Without leaving out a single line, restate the entries below exactly.

● PROVIDED MATERIAL
----

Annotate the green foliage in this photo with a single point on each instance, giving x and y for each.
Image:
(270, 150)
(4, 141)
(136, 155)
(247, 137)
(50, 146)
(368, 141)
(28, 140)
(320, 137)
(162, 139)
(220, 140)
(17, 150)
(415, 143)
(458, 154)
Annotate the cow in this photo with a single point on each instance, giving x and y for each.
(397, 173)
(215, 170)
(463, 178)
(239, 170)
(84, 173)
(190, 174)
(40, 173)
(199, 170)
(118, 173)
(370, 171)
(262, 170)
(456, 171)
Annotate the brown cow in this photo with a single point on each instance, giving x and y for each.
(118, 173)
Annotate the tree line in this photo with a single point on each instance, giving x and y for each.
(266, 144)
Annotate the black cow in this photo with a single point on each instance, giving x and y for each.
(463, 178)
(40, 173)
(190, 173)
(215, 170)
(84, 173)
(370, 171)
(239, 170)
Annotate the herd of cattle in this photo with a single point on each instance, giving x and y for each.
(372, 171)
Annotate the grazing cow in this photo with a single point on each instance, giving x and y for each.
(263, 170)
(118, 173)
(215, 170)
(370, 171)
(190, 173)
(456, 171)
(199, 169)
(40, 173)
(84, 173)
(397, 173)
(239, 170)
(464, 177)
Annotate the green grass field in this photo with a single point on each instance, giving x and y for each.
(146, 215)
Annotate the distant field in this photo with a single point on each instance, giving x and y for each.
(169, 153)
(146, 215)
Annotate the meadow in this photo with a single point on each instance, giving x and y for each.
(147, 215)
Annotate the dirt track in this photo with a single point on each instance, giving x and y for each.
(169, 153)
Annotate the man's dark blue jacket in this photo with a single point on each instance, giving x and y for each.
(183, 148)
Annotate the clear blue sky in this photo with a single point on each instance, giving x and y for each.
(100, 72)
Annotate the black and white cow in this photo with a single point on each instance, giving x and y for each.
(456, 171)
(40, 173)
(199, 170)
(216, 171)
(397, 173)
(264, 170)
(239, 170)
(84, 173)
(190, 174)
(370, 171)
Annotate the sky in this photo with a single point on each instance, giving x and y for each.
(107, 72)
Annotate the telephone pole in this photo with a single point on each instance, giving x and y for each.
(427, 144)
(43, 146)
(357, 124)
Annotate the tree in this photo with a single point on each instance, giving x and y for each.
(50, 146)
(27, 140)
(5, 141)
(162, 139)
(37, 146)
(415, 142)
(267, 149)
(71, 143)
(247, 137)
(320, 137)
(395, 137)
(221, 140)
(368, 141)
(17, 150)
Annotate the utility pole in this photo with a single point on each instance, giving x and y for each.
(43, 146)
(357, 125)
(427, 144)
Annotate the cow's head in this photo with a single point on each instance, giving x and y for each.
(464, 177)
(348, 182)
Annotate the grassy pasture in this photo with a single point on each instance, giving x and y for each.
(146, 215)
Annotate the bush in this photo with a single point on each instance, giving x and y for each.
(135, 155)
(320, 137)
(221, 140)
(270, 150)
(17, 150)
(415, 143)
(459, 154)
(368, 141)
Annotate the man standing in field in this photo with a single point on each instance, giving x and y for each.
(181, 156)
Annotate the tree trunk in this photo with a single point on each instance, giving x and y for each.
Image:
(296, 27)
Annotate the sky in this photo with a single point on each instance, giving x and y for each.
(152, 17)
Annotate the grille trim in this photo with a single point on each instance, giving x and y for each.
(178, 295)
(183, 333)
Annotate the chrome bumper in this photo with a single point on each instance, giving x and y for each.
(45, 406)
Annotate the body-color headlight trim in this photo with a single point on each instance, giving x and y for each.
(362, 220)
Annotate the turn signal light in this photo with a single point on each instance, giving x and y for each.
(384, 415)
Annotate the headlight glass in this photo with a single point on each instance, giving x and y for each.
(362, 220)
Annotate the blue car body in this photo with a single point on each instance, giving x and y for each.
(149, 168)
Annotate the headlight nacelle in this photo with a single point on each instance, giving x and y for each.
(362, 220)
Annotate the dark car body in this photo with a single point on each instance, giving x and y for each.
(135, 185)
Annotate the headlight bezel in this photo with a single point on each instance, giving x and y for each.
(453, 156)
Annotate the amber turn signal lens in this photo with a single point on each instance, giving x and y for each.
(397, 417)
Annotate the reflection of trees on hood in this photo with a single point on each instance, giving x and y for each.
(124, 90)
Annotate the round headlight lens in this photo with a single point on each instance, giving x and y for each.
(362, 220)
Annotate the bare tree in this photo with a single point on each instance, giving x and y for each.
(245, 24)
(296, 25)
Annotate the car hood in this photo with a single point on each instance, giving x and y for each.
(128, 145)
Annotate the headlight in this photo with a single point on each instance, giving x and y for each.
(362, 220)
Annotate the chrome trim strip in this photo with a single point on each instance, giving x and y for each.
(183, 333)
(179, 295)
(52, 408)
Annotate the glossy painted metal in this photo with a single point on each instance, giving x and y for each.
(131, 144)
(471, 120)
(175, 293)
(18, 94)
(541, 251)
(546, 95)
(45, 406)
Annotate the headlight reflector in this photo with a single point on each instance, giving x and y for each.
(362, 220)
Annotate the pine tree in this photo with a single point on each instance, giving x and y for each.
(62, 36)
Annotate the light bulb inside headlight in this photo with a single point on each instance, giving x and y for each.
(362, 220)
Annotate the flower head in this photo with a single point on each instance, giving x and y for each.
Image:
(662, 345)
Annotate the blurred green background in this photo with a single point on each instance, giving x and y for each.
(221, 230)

----

● SOLUTION FOR THIS PROBLEM
Annotate the green foliage in this photo with a single point on each instance, giving x and y for each.
Image:
(270, 150)
(4, 141)
(136, 155)
(247, 137)
(50, 146)
(368, 141)
(28, 140)
(320, 137)
(162, 139)
(220, 140)
(17, 150)
(415, 143)
(458, 154)
Annotate the cow in this photo with a single point on each instance, giving x and y for each.
(397, 173)
(215, 170)
(463, 178)
(239, 170)
(84, 173)
(190, 174)
(40, 173)
(199, 170)
(118, 173)
(370, 171)
(262, 170)
(456, 171)
Annotate the brown cow in this photo with a single point on each instance, giving x and y for each.
(118, 173)
Annotate the tree line in this photo with a single point on each instance, giving x and y for each.
(266, 144)
Annotate the black cow in this photo with a single point on each instance, giving x and y for each.
(463, 178)
(40, 173)
(190, 173)
(215, 170)
(84, 173)
(370, 171)
(239, 170)
Annotate the herd of cattle in this photo with a single point on each instance, giving x and y for each.
(372, 171)
Annotate the grazing cow in this photo with a single point on each instance, giving x and y for each.
(263, 170)
(118, 173)
(215, 170)
(370, 171)
(190, 173)
(456, 171)
(199, 169)
(40, 173)
(84, 173)
(397, 173)
(239, 170)
(464, 177)
Annotate the green grass field in this photo with a single point on each instance, giving x and y for each.
(146, 215)
Annotate the distant field in this photo with a single point on each instance, giving x and y for each.
(169, 153)
(146, 215)
Annotate the meadow in this photo with a single point on each instance, giving x and y for each.
(147, 215)
Annotate the dirt track in this photo with a single point on each instance, giving x and y for each.
(169, 153)
Annotate the man's dark blue jacket in this photo with a single point on each instance, giving x and y for each.
(183, 148)
Annotate the clear blue sky in this photo with a single point on each instance, giving x and y for each.
(100, 72)
Annotate the black and white cow in this photo with a single point on each instance, giving x and y for each.
(456, 171)
(40, 173)
(199, 170)
(216, 171)
(397, 173)
(264, 170)
(239, 170)
(84, 173)
(190, 174)
(370, 171)
Annotate the sky in this photo with a single point on each instance, giving x and y for each.
(107, 72)
Annotate the telephone pole in this photo with a single point on each instance, giving x and y for each.
(427, 144)
(43, 146)
(357, 124)
Annotate the tree in this photo with a single point on each instance, giving x and y for each.
(50, 146)
(27, 140)
(5, 141)
(162, 139)
(37, 146)
(415, 142)
(267, 149)
(71, 143)
(247, 137)
(320, 137)
(395, 137)
(221, 140)
(368, 141)
(17, 150)
Annotate the utility pole in this photo with a single point on each instance, giving x and y for each.
(43, 146)
(357, 125)
(427, 144)
Annotate the cow's head in this photo with a single point on each instance, giving x and y for each.
(464, 177)
(348, 182)
Annotate the grassy pasture in this photo with a single point on each instance, giving x and y for each.
(146, 215)
Annotate the bush in this photo with a single point on each instance, giving x and y for each.
(135, 155)
(320, 137)
(221, 140)
(270, 150)
(17, 150)
(415, 143)
(459, 154)
(368, 141)
Annotate the man standing in field in this photo with a single point on each instance, giving x and y for each.
(181, 156)
Annotate the tree trunk in this photo with a single point on each instance, giving x and y for each.
Image:
(296, 27)
Annotate the sky in this photo with a single point on each instance, giving x and y for each.
(152, 17)
Annotate the grille trim in this photo with a single point on each instance, giving x and y for each.
(178, 295)
(183, 333)
Annotate the chrome bumper in this photo with a single point on each instance, giving x and y for each.
(45, 406)
Annotate the body-color headlight trim in this photo with a single point on each instance, giving x and y for each.
(362, 220)
Annotate the turn signal light in this photo with a single point on each instance, giving x and y for each.
(384, 415)
Annotate the headlight glass in this photo with a single point on each instance, giving x and y for each.
(362, 220)
Annotate the blue car body in this photo with a single point on each instance, giving x and y for each.
(149, 168)
Annotate the headlight nacelle in this photo with a single point on each instance, giving x and y for each.
(362, 220)
Annotate the dark car body in this photo with a single point on each instance, giving x and y for each.
(135, 185)
Annotate the headlight bezel in this photo with a single point on each instance, giving x and y for each.
(453, 156)
Annotate the amber turn signal lens in this photo with a single point on each instance, giving x and y for each.
(397, 417)
Annotate the reflection of trees on hood in this photo with a single point on each instance, giving x and y for each.
(124, 90)
Annotate the round headlight lens in this photo with a single point on each instance, giving x and y for each.
(362, 220)
Annotate the bare tree in this photo with a single point on each instance, giving x and y for each.
(245, 24)
(296, 25)
Annotate the car hood in this photo with a single point on each instance, giving x and y for each.
(128, 145)
Annotate the headlight in this photo with a single point on each instance, giving x and y for each.
(362, 220)
Annotate the chrome trim strip in this photo with a single point on each instance, giving x and y for each.
(183, 333)
(179, 295)
(52, 408)
Annotate the glossy painted metal in this photo with a single point on each instance, giving x and y for each.
(131, 144)
(471, 120)
(175, 293)
(18, 94)
(541, 251)
(546, 95)
(45, 406)
Annotate the headlight reflector in this photo with a single point on each instance, giving x and y for each.
(362, 220)
Annotate the pine tree in this photo with a single point on each instance, giving x and y for each.
(62, 36)
Annotate the light bulb inside headlight in this photo with a single point on each instance, giving x and y for each.
(362, 220)
Annotate the flower head in this photo with a single point on each instance, giving x and y for each.
Image:
(662, 345)
Annotate the blurred green background in this photo with a single point on each instance, giving x and y for each.
(221, 230)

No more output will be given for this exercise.